TASK DESCRIPTION
The entries below must be retyped exactly. Pictures are to be omitted.

─── DATA EXCERPTS ───

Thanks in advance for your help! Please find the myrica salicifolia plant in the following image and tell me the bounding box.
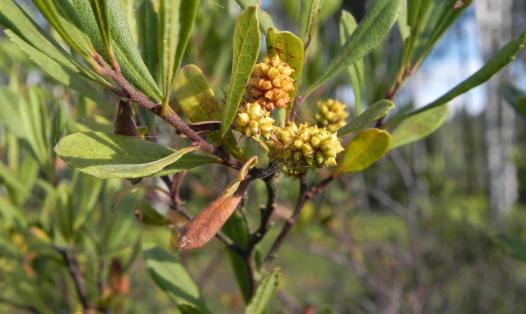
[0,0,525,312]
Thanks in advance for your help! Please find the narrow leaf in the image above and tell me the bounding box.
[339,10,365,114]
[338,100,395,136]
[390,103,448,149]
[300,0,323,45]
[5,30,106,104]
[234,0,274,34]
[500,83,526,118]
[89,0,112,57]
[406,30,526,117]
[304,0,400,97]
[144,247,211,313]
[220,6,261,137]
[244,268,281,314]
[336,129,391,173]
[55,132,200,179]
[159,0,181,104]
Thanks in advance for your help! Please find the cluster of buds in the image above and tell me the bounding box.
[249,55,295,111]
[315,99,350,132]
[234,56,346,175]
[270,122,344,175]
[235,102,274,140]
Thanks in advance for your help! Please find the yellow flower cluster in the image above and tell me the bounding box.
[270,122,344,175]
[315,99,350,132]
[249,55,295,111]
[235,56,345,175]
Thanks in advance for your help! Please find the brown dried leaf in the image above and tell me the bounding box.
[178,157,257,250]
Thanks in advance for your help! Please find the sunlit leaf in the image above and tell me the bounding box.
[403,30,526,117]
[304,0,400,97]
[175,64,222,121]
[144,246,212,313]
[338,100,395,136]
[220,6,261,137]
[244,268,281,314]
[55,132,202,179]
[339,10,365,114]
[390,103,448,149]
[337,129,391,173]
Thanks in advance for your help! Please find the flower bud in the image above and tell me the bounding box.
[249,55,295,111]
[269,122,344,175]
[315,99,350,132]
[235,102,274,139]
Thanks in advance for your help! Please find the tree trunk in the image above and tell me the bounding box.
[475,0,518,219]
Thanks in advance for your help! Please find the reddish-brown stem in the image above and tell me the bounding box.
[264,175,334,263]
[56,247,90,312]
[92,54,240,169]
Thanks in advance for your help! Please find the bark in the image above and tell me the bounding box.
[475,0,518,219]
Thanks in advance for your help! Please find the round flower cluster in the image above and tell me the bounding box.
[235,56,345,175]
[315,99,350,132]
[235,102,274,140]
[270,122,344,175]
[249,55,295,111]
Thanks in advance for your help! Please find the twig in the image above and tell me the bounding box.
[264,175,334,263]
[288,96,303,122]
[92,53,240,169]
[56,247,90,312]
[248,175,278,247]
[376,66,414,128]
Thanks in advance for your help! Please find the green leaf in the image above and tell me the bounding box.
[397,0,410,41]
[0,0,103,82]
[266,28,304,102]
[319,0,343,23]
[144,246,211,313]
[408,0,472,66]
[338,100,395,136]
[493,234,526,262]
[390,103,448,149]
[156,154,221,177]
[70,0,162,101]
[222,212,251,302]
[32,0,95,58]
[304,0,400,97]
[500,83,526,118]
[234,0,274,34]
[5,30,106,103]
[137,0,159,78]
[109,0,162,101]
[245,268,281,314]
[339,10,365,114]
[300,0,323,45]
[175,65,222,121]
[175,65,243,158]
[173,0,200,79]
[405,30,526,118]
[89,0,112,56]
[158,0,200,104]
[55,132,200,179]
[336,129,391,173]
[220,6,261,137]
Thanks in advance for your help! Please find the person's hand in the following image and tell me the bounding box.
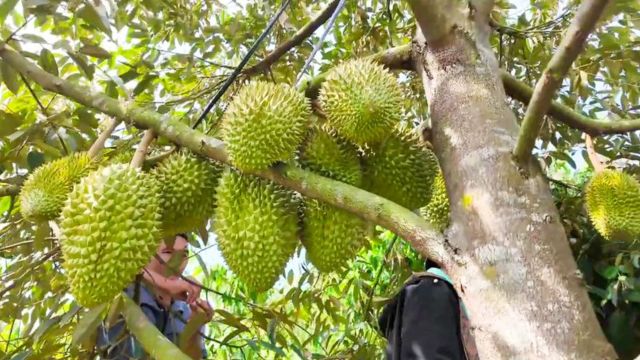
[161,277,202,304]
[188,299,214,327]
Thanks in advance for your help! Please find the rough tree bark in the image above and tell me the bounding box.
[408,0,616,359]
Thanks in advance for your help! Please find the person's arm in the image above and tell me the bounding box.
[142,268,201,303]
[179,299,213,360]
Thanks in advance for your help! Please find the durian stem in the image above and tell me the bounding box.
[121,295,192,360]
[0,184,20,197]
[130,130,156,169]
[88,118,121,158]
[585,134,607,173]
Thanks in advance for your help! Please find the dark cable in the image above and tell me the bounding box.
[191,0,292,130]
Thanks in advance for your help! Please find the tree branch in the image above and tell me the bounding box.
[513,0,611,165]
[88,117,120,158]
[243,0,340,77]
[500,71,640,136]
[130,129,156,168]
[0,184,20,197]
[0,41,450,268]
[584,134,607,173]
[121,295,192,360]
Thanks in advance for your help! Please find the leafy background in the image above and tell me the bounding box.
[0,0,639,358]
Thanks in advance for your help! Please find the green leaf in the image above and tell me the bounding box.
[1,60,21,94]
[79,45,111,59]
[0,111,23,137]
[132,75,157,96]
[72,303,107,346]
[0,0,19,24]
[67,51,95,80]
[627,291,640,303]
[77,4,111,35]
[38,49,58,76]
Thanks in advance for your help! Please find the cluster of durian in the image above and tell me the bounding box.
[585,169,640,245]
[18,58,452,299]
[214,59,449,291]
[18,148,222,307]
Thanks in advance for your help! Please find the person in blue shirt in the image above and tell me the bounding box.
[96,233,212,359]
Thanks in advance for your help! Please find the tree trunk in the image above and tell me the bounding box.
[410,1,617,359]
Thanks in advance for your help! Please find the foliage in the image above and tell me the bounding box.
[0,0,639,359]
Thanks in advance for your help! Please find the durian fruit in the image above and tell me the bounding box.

───

RESULT BELOW
Thanks in advance for your help! Please find the myrica salicifolia plant in the following image and tell me the bounding box.
[0,0,525,312]
Thanks in advance for your help! Please find the narrow leaf in the image above and tell me the bounding box.
[339,10,365,114]
[338,100,395,136]
[390,103,448,149]
[300,0,323,45]
[5,30,106,104]
[234,0,274,34]
[500,83,526,118]
[89,0,112,57]
[406,30,526,117]
[304,0,400,97]
[144,247,211,313]
[220,6,261,137]
[244,268,281,314]
[336,129,391,173]
[55,132,200,179]
[159,0,181,104]
Thanks in advance for your help! Please find the cluster of buds in the image above and tell me the bounding box.
[249,55,295,111]
[315,99,350,132]
[234,56,346,175]
[270,122,344,175]
[235,102,274,140]
Thanks in advance for your help! Please find the yellow flower cluster in the image above and tell me the bounding box.
[270,122,344,175]
[315,99,350,132]
[249,55,295,111]
[235,56,345,175]
Thanks in advance for your help! Please find the brown dried leaf in the image above and tell me the bounding box.
[178,157,257,250]
Thanks in advance for your help! Please find the sunlit leaf in the image above and tell me the bounding box.
[403,30,526,117]
[304,0,400,97]
[175,64,222,121]
[144,246,212,313]
[338,100,395,136]
[220,6,261,137]
[244,268,281,314]
[55,132,202,179]
[339,10,365,114]
[390,103,448,149]
[337,129,391,173]
Thanks in advance for your help! Please find the flower bud in the image above and tell me the bounding box.
[249,55,295,111]
[269,122,344,175]
[315,99,350,132]
[235,102,274,139]
Thanks in advance for your help! Please find the tree trunk in the image above and tell me the bounding box.
[475,0,518,219]
Thanks in advance for your help! Please find the reddish-brown stem in the image above and tell me the bounding box.
[264,175,334,263]
[56,247,90,312]
[92,54,240,169]
Thanks in advance for your help! Please find the bark in the image above and tell me the bounding box.
[475,0,518,219]
Thanks in advance for your help! Please find the round flower cluster in the image above and tell me the bounding box.
[235,56,345,175]
[315,99,350,132]
[235,102,274,140]
[270,122,344,175]
[249,55,295,111]
Thanks in advance for your help! Please find the twig in the image above and tell me the bounding box.
[264,175,334,263]
[288,96,303,122]
[92,53,240,169]
[56,247,90,312]
[248,175,278,247]
[376,66,414,128]
Thanks in advance for your help! Please find the green leaf in the image above and tell me the bounding box.
[397,0,410,41]
[0,0,103,82]
[266,28,304,102]
[319,0,343,23]
[144,246,211,313]
[408,0,472,66]
[338,100,395,136]
[493,234,526,262]
[390,103,448,149]
[156,154,221,177]
[70,0,162,101]
[222,212,251,302]
[32,0,95,58]
[304,0,400,97]
[500,83,526,118]
[234,0,274,34]
[5,30,106,103]
[137,0,159,78]
[109,0,162,101]
[245,268,281,314]
[339,10,365,114]
[300,0,323,45]
[175,65,222,121]
[175,65,243,158]
[173,0,200,79]
[405,30,526,118]
[89,0,112,56]
[158,0,200,104]
[55,132,200,179]
[336,129,391,173]
[220,6,261,137]
Thanks in advance for your help! Please find the person's hand in the following image and tell me the bounding box.
[161,277,202,304]
[188,299,214,327]
Thanks in advance for your help! Please find the rough tree bark in the image above and tell me the bounding box.
[408,0,616,359]
Thanks in advance for your help! Please find the person's arm in the image above and tell me the bounding box.
[142,268,201,303]
[179,299,213,360]
Thanks in advance for your help! Please find the durian stem in the image above and tell me the bounding box.
[121,295,192,360]
[0,184,20,197]
[130,130,156,169]
[88,118,121,158]
[585,134,607,173]
Thanks in advance for your help! Please find the dark cable in the image above and tell me the bounding box.
[191,0,292,130]
Thanks in advance for your help! Please find the tree branch in the image above and tell me the bounding box.
[513,0,611,165]
[88,117,120,158]
[243,0,340,77]
[500,71,640,136]
[130,129,156,168]
[0,184,20,197]
[0,41,450,268]
[584,134,607,173]
[121,295,192,360]
Thanks in advance for your help! Please find the leafy background in the image above and tell me the bounding box.
[0,0,639,358]
Thanks in advance for your help! Please find the green leaf in the image above and tell me the bounding box.
[1,60,21,94]
[79,45,111,59]
[0,111,23,137]
[132,75,157,96]
[72,303,107,346]
[0,0,19,24]
[67,51,95,80]
[627,291,640,303]
[77,4,111,35]
[38,49,58,76]
Thanks in advance for your help! Please find the cluster of durian in the image above and tell me the bounding box.
[585,169,640,245]
[18,58,452,299]
[214,59,449,291]
[18,148,222,307]
Thanks in advance for your help! Please find the person in blue shirt in the image above and tell me the bounding box.
[96,233,212,359]
Thanks in advance for your help! Please find the tree trunk in the image above and tell me the bounding box.
[410,1,617,359]
Thanks in advance for your help! Please find the foliage in the image above and tell me the bounding box.
[0,0,639,359]
Thanks in advance for your help! Please find the durian fruit in the image above and tell me the bounding box.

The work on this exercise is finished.